Texto fornecido:
********************
Agora que todas as companhias aéreas ocidentais cancelaram seus voos para a capital da Síria, a maioria das pessoas que visitaram Damasco nos últimos meses tiveram que seguir pela rota terrestre a partir de Beirute, capital do vizinho Líbano. Embora Damasco fique a apenas 150 quilômetros de Beirute, a viagem é longa, pois os militares sírios instalaram bloqueios na estrada a cada cinco quilômetros, nos quais os viajantes são convidados a sair de seus carros, abrir os porta-malas e apresentar seus documentos. Com cigarros pendendo de suas bocas, esses homens armados com Kalashnikovs têm poder absoluto sobre aqueles que entram na Síria e, acima de tudo, sobre aqueles que tentam sair.

Depois que finalmente chegamos a Damasco, passar alguns dias na capital é suficiente para alterar a nossa imagem sobre a guerra civil do país, pois os sírios veem o conflito de maneira diferente do que nós ocidentais. Eles querem preservar a vida o que têm.

Tentando preservar seu modo de vida

Durante jantares com políticos e professores, ou durante conversas nas ruas estreitas da cidade velha, todos, sem exceção, disseram ter medo dos rebeldes. Eles temem que os rebeldes sejam seguidos pelos fundamentalistas, que trarão consigo a lei da Sharia. Todas as pessoas com quem falamos disseram que desconfiam do Ocidente, onde vigora uma forma de raciocínio simplista demais. Além disso, para os sírios, os países ocidentais estabeleceram padrões morais que eles próprios não conseguem seguir. E a maioria dos entrevistados afirmou ainda que, apesar de não apoiarem Assad, eles querem preservar seu modo de vida. "Basta olhar para o que está acontecendo no Egito e na Líbia", disse um homem.

Essas discussões ajudam a explicar porque Assad tem conseguido manter-se no poder por tanto tempo. Mas a guerra civil da Síria parece diferente para aqueles que estão vivendo no centro dos conflitos. E ela também é diferente para a população de Aleppo ou para os políticos responsáveis por tomar decisões no âmbito da Organização das Nações Unidas (ONU).

As ruas de Damasco estão cheias de pessoas fumando narguilés, cumprindo seus afazeres e sorrindo. Existem alguns moradores de Damasco que se retiraram para dentro de suas casas, e também há refugiados que vivem sob lonas na periferia da cidade e vêm para a cidade durante o dia. Ainda assim, Damasco se mantém a mesma cidade desafiadora, voraz e secular, que tem uma atmosfera jovem como Beirute. Aqui, meninas usam blusas sem mangas, a Mesquita de Umayyad brilha à luz da manhã e lingeries e sorvetes são vendidos no bazar.

No entanto, o estrondo da artilharia pode ser ouvido a partir dos subúrbios de Daraya e Jobar. No primeiro, colunas de fumaça preta podem ser vistas subindo pelo céu. No segundo, combatentes insurgentes estão supostamente escondidos, cercados por tropas do governo.
********************
Material fornecido:
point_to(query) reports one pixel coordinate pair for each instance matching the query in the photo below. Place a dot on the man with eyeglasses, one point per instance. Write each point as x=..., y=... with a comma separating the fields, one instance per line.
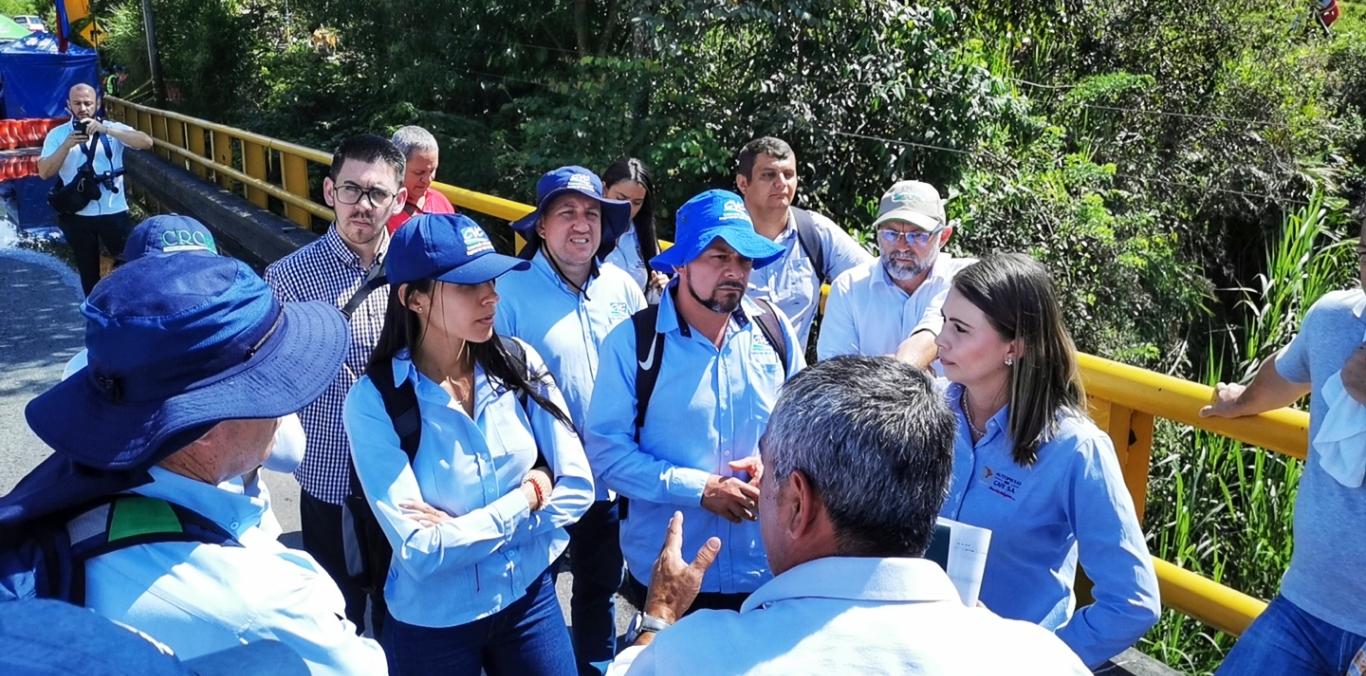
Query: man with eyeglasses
x=891, y=305
x=365, y=189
********************
Instruções do exercício:
1/ Segundo o texto sobre Damasco, de quantos em quantos quilômetros os militares sírios instalaram bloqueios na estrada?
2/ Escreva a continuação do texto sobre Damasco a partir da última frase.

Respostas por tarefa:
1/ A cada cinco quilômetros.

2/
E também há pessoas como Rami, 23, que estava comemorando sua aprovação no curso de administração de empresas no Café Roma, localizado na cidade velha, com 50 amigos. Durante a festa, o DJ tocou tanto pop ocidental quanto músicas do Oriente Médio. Quando todos foram convidados a posar para uma foto de grupo, Ali, um ator, pegou o microfone do DJ e gritou: "Estamos com você, com todo o nosso sangue e as nossas almas, Bashar". E depois, ele perguntou: "O que a Síria quer?" E a multidão respondeu gritando: "Bashar!"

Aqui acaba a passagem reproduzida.